[Raw records]
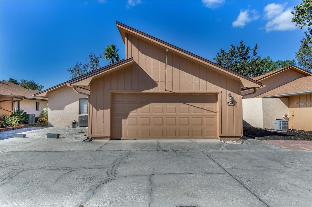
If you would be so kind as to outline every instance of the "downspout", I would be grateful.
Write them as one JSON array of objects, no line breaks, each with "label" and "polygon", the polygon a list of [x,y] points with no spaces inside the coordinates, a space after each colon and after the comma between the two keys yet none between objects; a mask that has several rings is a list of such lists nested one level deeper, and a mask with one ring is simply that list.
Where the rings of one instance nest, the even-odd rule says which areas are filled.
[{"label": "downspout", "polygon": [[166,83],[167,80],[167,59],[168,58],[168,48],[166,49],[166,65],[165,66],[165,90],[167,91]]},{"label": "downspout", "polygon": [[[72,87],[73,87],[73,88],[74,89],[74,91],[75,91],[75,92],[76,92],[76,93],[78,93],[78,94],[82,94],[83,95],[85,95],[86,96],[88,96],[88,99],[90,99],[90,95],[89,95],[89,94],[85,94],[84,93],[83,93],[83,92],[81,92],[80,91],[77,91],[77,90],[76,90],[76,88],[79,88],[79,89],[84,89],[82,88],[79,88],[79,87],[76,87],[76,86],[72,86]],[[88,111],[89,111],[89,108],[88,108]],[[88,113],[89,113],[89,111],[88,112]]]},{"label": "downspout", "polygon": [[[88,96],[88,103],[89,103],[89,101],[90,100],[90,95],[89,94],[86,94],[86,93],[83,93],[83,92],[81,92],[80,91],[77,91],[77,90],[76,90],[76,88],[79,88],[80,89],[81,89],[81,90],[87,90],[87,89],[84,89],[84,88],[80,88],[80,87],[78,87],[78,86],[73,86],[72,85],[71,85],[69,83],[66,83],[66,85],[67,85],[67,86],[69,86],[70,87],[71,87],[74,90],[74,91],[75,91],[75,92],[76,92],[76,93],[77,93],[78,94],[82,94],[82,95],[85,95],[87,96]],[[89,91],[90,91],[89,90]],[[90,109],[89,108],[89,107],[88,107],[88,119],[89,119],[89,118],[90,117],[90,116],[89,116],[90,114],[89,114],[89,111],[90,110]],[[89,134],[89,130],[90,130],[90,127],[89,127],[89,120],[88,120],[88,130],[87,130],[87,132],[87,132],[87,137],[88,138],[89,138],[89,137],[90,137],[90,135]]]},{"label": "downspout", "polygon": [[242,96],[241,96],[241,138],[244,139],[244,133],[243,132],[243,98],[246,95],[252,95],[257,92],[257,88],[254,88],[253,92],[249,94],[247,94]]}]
* * *
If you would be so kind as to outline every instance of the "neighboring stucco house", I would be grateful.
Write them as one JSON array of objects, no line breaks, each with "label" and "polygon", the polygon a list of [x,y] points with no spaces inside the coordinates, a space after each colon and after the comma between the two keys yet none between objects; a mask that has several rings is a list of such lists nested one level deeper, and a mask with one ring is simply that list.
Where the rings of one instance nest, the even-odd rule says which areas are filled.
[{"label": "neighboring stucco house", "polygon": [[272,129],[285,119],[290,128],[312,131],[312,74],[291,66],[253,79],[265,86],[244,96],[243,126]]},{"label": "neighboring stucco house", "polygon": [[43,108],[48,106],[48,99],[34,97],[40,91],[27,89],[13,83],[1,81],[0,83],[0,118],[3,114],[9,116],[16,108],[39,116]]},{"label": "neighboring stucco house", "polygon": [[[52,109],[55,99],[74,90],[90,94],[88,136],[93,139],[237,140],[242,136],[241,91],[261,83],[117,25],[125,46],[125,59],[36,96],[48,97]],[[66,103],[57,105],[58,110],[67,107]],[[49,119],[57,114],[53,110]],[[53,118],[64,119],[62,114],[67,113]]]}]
--
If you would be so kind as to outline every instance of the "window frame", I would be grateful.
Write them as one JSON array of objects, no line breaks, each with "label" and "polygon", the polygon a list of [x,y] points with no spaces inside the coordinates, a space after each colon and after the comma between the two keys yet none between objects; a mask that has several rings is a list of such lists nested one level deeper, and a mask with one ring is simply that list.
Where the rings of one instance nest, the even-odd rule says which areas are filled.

[Task details] State how many lines of the material above contain the string "every", treating uppercase and lowercase as distinct. Give only the number.

[Result for this task] 3